- TASK TO CARRY OUT
At the line with "Question. The photograph above contains instances of the fallen", start repeating the data, and continue line by line through the final line, exactly.

- DATA FOR ANALYSIS
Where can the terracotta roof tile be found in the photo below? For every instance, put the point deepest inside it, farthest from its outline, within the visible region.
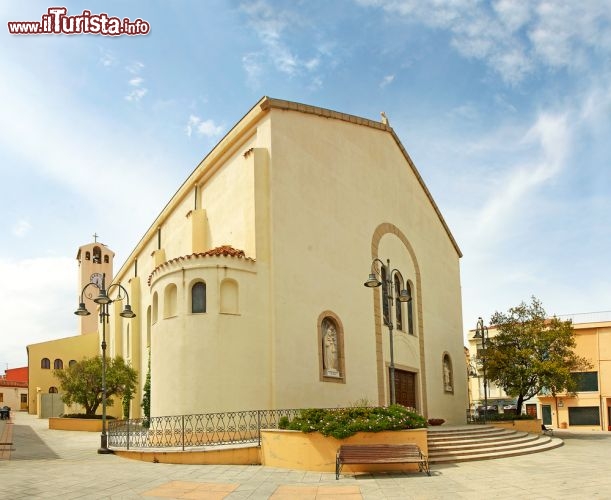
(222, 251)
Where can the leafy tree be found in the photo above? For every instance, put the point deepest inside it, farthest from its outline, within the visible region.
(82, 382)
(128, 395)
(532, 353)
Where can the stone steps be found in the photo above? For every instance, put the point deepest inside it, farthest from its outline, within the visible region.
(467, 443)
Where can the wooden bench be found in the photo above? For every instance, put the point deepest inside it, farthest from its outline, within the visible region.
(380, 454)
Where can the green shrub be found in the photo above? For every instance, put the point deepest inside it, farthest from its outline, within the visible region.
(503, 417)
(84, 415)
(345, 422)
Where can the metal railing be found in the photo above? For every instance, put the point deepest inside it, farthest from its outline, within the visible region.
(197, 430)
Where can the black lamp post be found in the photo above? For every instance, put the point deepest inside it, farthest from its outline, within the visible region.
(103, 300)
(388, 298)
(481, 332)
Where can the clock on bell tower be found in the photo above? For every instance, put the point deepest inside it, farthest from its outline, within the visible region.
(95, 262)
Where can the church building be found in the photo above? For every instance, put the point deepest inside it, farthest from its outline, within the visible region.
(248, 286)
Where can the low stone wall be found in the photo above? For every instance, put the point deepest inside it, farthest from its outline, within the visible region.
(533, 426)
(247, 455)
(75, 424)
(315, 452)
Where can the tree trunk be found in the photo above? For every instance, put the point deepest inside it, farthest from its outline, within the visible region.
(519, 404)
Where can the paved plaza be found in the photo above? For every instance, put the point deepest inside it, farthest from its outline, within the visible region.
(63, 464)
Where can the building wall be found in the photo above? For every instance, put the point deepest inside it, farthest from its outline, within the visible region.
(11, 395)
(594, 343)
(17, 374)
(295, 191)
(65, 349)
(327, 209)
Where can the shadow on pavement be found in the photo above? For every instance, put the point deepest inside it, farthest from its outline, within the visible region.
(28, 446)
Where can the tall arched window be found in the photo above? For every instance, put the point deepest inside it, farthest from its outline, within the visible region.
(127, 344)
(410, 310)
(398, 304)
(198, 297)
(229, 296)
(148, 326)
(448, 373)
(170, 299)
(155, 307)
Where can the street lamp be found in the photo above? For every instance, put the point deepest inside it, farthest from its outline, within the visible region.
(386, 276)
(481, 332)
(103, 300)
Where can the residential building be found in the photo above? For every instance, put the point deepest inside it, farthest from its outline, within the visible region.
(14, 389)
(589, 407)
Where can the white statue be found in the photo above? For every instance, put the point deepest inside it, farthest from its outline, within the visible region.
(447, 375)
(329, 345)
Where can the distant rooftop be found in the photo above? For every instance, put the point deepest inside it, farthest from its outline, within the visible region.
(593, 317)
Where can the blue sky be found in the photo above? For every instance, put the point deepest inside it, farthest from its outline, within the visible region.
(504, 106)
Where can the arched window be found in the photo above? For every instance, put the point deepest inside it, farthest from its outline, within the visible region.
(148, 326)
(155, 307)
(229, 296)
(448, 375)
(410, 309)
(398, 304)
(170, 299)
(385, 312)
(97, 255)
(127, 346)
(198, 297)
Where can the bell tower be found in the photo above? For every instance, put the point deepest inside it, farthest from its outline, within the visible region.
(95, 260)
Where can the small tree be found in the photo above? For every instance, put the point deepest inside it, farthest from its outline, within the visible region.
(82, 382)
(532, 353)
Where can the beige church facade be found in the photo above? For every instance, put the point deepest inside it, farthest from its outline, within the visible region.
(248, 286)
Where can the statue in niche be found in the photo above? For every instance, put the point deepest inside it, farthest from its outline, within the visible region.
(329, 350)
(447, 374)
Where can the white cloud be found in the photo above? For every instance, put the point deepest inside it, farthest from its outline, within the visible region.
(138, 91)
(514, 37)
(252, 65)
(21, 228)
(107, 59)
(205, 128)
(548, 140)
(270, 24)
(37, 306)
(387, 80)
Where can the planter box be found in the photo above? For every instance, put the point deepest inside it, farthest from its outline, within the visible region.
(315, 452)
(76, 424)
(533, 426)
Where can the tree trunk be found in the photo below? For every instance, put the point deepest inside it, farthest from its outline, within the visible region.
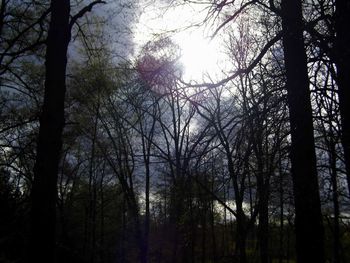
(309, 227)
(342, 57)
(44, 190)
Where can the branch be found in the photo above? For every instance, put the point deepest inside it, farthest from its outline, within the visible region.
(83, 11)
(232, 17)
(240, 71)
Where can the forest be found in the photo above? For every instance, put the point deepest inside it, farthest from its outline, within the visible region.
(119, 143)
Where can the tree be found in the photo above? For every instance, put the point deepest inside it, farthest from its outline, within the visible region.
(309, 227)
(44, 189)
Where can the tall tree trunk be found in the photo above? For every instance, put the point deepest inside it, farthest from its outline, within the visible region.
(308, 217)
(342, 57)
(44, 190)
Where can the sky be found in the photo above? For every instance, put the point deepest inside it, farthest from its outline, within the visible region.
(201, 56)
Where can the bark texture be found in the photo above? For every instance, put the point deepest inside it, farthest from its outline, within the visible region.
(44, 189)
(309, 227)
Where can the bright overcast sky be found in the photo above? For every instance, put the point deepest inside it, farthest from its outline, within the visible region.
(200, 55)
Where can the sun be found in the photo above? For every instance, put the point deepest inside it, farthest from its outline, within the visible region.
(200, 56)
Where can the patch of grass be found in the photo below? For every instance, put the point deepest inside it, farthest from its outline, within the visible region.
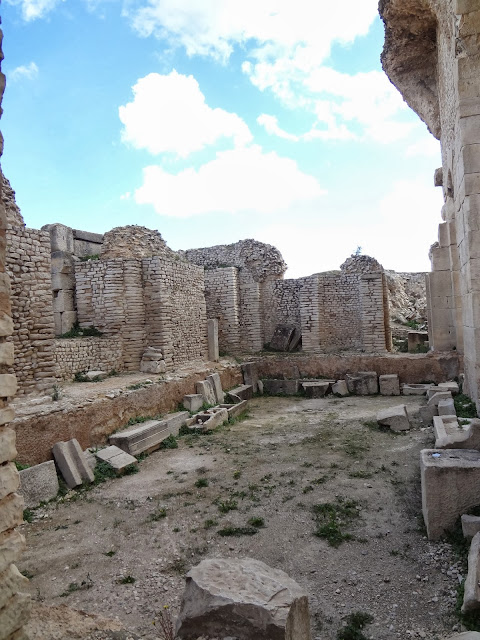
(464, 406)
(169, 443)
(354, 623)
(238, 531)
(332, 519)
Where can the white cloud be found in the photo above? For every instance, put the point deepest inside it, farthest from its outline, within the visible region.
(28, 71)
(33, 9)
(169, 114)
(240, 180)
(270, 124)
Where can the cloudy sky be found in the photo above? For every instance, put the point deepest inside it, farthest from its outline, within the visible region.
(217, 120)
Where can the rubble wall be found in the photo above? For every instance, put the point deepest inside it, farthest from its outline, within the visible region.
(85, 354)
(28, 264)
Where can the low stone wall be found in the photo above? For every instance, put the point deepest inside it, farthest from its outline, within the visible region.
(92, 422)
(86, 354)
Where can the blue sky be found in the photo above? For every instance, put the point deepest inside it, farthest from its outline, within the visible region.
(217, 120)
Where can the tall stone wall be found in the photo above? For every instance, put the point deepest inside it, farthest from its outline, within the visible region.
(14, 603)
(28, 265)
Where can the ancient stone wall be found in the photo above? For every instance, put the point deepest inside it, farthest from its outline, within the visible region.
(28, 265)
(86, 354)
(14, 603)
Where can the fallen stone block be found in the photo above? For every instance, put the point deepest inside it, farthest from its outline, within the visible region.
(471, 597)
(116, 458)
(216, 383)
(72, 463)
(340, 388)
(446, 407)
(450, 487)
(470, 525)
(206, 390)
(193, 402)
(363, 383)
(243, 392)
(439, 395)
(250, 375)
(143, 438)
(389, 385)
(280, 387)
(395, 417)
(244, 599)
(235, 410)
(38, 483)
(415, 389)
(316, 388)
(449, 434)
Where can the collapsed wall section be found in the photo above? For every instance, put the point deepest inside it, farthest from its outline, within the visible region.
(28, 265)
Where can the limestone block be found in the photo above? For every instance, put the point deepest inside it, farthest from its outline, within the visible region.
(440, 395)
(11, 511)
(38, 483)
(250, 375)
(450, 487)
(193, 402)
(395, 417)
(315, 389)
(280, 387)
(471, 598)
(9, 479)
(12, 544)
(216, 383)
(363, 383)
(470, 525)
(212, 338)
(8, 385)
(116, 458)
(340, 388)
(446, 407)
(72, 463)
(242, 598)
(206, 390)
(389, 385)
(7, 445)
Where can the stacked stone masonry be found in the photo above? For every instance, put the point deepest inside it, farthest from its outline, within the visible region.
(85, 354)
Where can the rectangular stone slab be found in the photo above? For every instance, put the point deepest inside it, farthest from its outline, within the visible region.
(450, 487)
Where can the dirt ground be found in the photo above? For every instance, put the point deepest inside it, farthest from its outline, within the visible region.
(122, 549)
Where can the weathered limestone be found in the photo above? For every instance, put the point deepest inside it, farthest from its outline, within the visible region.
(212, 336)
(450, 487)
(363, 383)
(242, 598)
(116, 458)
(471, 598)
(72, 463)
(38, 483)
(389, 385)
(395, 417)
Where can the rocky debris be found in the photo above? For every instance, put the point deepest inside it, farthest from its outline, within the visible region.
(245, 599)
(396, 418)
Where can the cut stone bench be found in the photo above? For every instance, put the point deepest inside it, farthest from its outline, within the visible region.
(38, 484)
(72, 463)
(118, 459)
(147, 436)
(450, 487)
(449, 434)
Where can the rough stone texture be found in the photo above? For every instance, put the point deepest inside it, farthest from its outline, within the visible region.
(72, 463)
(389, 385)
(38, 483)
(450, 487)
(395, 417)
(244, 599)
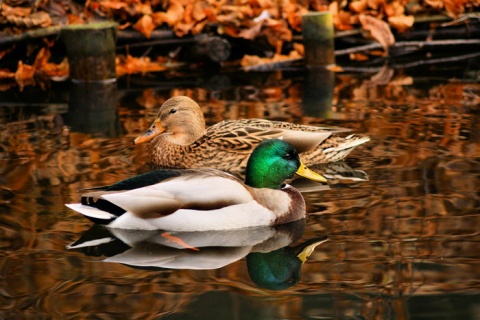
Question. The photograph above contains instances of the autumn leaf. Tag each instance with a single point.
(401, 23)
(394, 9)
(454, 7)
(198, 11)
(379, 30)
(173, 15)
(6, 74)
(24, 71)
(358, 6)
(42, 58)
(145, 25)
(131, 65)
(115, 5)
(436, 4)
(375, 4)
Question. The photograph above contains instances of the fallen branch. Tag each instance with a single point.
(31, 34)
(405, 44)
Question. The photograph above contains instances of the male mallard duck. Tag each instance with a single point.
(180, 140)
(205, 199)
(280, 269)
(158, 249)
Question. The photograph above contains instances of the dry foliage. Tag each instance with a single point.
(250, 19)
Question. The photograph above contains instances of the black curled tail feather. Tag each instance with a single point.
(103, 205)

- TASK ANSWER
Question. The photograph above contains instances of the fallen branch. Tag each instance with a single point.
(31, 34)
(405, 44)
Question. The photograph above contains instances of the male mallard duck. Tag each instance with a single point.
(180, 140)
(205, 199)
(280, 269)
(158, 249)
Question. The photograph above contains instances of the dry foliage. Tag each instance with a single point.
(250, 19)
Question. The photograph above contains instances of the black curled tail feather. Tag each instance with a single point.
(103, 205)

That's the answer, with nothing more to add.